# What you will do
**1.** Decide whether each statement below agrees with the blog post on rest. Answer yes or no for each, and quote the deciding words from the post.
(a) The writer thinks rest needs some kind of internal stillness.
(b) The writer started working out hard every day last winter.
(c) The writer has learned to sleep in the past five years.
**2.** Answer these questions using the blog post on rest:
(a) Which language's words for "Good Evening" does the writer enjoy more than any other?
(b) Which phrase does the writer say has always failed their understanding?
(c) How does the writer say they feel about resting?
**3.** Carry on the blog post on rest from its final sentence, keeping the same voice.

I have to say I enjoy the Spanish words for “Good Evening” more than any other language. For some reason, those words feel so sublime and exude a sort of warmth.. A simmering or smoldering feeling… like the best summer nights we are all waiting for…doesn’t that very thought make you smile…
Let’s talk about rest.
Say it out loud a few times. Because reading a word and saying it feels differently.
It sounds like a reclining word, doesn’t it? Or like it’s eyes are gently closed with a soothing on it’s face.
Relaxing, restoring, rejuvenating. Resting.
I tend to think of rest requiring some kind of lesser noisiness as well. We don’t want to disturb it now, do we?
I think it needs a kind of internal stillness. Except for your ever beating heart. Have you considered recently how very relentless your heart is?
I could safely say that my modus operandi in this life is “I’ll sleep when I’m dead”.
All GO, Almost All the time. Though I have learned to sleep in the past 5 years.
The phrase “Pace yourself” has always failed my understanding. I can pace myself in the fast lane, but slowing down outside of my sleep hygiene ritual is hard for me to take. I can sit in the silence of my home for an hour or two. I can bask in a sunrise or sunset or the sun shining into my home. I can sit with my cats and dogs and give them their due appreciation. I can savor my food, music, good books, an hour of tv, for a short duration. I can enjoy my garden. I feel I have a solid daily appreciation of the sensual beauty of this life. But I wouldn’t call it rest.
And it has recently come to my attention that I should take a rest sometimes.
I hadn’t taken a day off from working out in so long I can’t remember. Last summer I started working out hard everyday and never stopped…if I was my client, I would have a lecture for that…your body needs to recuperate and recover. It needs rest outside of sleep.
I am honestly terrible at resting. I feel guilty for it and I’m not sure where that is coming from.
Do you allow yourself to rest? OR is this just my problem?
Since I’m all about embracing uncomfortable things, I decided to not work out on this past Friday and yesterday…of course I went back to it today. I also slept in late this weekend and didn’t do as much as I usually do. I’m not sure if that’s actually what “rest” is, but I’m working on it.
Personally, I feel like I have conquered a serious week of too much. Too much at work and too much to take care of in my personal space. Too much for my body. I don’t feel that very often.
But what’s most important is that I have arrived here.
One week older…YOU are in fact one week older now.
Do you ever think about it? Getting older that is?
How do you feel about it? And where did you learn how to feel about it?
Are you allowing others to determine how you fell about that?

# Provided records
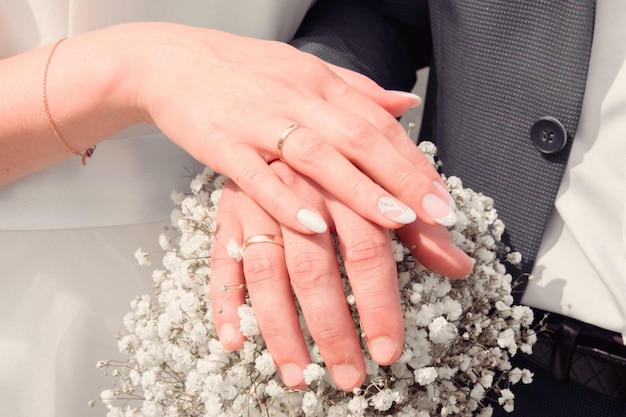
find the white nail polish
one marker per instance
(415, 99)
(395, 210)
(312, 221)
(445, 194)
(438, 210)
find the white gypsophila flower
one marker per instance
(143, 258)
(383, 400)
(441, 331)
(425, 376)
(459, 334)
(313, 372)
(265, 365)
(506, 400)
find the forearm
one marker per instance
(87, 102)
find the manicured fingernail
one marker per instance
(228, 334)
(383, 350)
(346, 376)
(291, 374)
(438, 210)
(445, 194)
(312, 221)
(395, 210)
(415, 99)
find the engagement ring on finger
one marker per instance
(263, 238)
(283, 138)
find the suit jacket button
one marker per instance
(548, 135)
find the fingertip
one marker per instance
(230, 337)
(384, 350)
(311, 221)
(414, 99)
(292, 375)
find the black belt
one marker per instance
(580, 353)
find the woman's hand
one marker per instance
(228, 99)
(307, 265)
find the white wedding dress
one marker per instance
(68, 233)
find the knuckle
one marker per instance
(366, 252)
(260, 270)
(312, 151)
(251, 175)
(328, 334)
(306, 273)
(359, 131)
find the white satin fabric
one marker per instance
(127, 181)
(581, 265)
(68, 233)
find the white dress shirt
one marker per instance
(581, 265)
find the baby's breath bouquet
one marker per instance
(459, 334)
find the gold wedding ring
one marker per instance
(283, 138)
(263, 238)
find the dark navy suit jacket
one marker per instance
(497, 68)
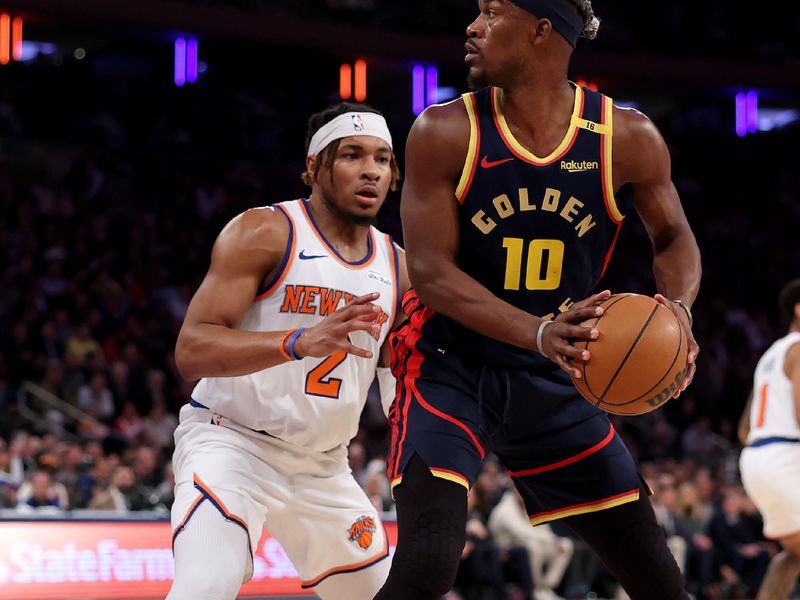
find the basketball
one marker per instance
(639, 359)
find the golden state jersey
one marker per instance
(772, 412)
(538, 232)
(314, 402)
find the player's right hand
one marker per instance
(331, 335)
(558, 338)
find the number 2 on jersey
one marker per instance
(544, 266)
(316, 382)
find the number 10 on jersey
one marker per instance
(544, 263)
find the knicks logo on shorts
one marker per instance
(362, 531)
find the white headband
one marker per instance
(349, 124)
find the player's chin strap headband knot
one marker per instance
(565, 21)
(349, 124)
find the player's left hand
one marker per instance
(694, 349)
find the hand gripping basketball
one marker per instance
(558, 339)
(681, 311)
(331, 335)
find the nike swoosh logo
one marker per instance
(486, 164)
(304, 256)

* * *

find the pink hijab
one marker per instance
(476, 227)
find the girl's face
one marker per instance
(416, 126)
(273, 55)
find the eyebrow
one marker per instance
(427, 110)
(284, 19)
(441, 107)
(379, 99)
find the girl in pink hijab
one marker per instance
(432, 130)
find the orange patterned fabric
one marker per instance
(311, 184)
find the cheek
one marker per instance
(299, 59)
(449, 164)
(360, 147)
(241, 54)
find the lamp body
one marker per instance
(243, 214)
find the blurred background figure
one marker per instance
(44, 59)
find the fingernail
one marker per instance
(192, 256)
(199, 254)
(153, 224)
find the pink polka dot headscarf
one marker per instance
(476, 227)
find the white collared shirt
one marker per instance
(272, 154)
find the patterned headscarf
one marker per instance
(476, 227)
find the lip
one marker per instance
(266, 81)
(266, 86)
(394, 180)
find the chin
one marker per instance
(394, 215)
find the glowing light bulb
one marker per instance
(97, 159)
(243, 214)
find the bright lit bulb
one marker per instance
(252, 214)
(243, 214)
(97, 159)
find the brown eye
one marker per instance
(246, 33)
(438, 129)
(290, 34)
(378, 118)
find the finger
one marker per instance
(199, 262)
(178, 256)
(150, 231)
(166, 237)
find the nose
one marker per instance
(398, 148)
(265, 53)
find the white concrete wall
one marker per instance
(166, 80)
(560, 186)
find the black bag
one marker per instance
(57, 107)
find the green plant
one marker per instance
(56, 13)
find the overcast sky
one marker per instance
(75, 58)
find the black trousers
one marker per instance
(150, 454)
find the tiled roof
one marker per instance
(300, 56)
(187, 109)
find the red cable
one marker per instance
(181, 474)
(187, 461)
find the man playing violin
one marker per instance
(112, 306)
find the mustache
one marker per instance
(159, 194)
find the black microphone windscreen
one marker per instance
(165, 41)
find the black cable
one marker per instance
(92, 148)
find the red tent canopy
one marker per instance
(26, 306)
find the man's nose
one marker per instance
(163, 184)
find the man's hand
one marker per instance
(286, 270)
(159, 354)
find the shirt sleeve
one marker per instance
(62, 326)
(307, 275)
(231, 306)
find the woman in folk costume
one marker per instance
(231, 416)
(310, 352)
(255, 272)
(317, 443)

# Expected outputs
**1.**
(a) Yes: "I think it needs a kind of internal stillness."
(b) No: "Last summer I started working out hard everyday and never stopped"
(c) Yes: "Though I have learned to sleep in the past 5 years."

**2.**
(a) Spanish
(b) "Pace yourself"
(c) Guilty

**3.**
When I was teaching hot power yoga, I had a couple of women in class tell me that when I reached my 40s I was going to spontaneously begin to love wine AND gain weight. I was in my mid-30s at the time and I thought what a horrible thing to say to a younger woman. What kind of sisterhood is this? And maybe their experience wasn’t going to be mine, so WTF??
Safe to say, 40 came and went and yea, not only did I never acquire a taste for wildly consuming wine, I have not had any change in body composition. In fact, I’m on the flip side of my mid-40s, and yea, still going strong. I actually got fitter last year, because I started doing more weight training.
And that’s not meant as a brag, but rather a message to all the women out there who are younger than me, age isn’t something to give up to, but rather a realization that it’s same same. We all have been aging since our first breath in this world. It’s just that we have all these mile markers in youth that make it a celebration of accomplishments and then in your late 20s, that tends to die down.
The question is WHY?
Why do we want to spend the rest of our lives, which by the way is equal at least to the length of time that you have already been here, being miserable about something we cannot control?
Since I have been in my current professional occupation, I have had the privilege of learning where the boundary of “OLD” really lies and let me tell you, it’s a helluva long ways a way from 30, 40, 50, 60, 70s even.
There is something that happens to us around 85 where it appears our bodies make some kind of invisible choice to either continue to thrive or start shutting it down. I could speculate as to why, but there appear to be way too many variables to point the finger at a particular guilty party. I feel 85 is a good age where you may refer to yourself as old. If you feel the need…
What I can say with some certainty is this: AGE IS THE ACCUMAULTION OF YOUR LIFE CHOICES. NOT A NUMBER.
Read that 5 times.
The choices you make have repercussions both positive and negative.
Aging is essentially the product of your math.
Yea, it’s a theory. Yes, another one. They’re just gonna keep coming, so you should get used to it….
Life is really all about bad or good math. Choices we make involving bad bets on the percentages, not adding up things correctly or forgetting to subtract debts in all the aspects of our life. And we will all do a lot of bad math before we die.
Fun example: Squirrels, not dumb animals, but seriously the ones hit by cars, that’s bad math. They didn’t do the proper calculations on the speed of the vehicle, the distance they had to cross on that particular road and how fast they could run. Bad math.
Humans, SO MANY EXAMPLES of bad math. Just think about it.
The quality of your age has everything to do with your math skills.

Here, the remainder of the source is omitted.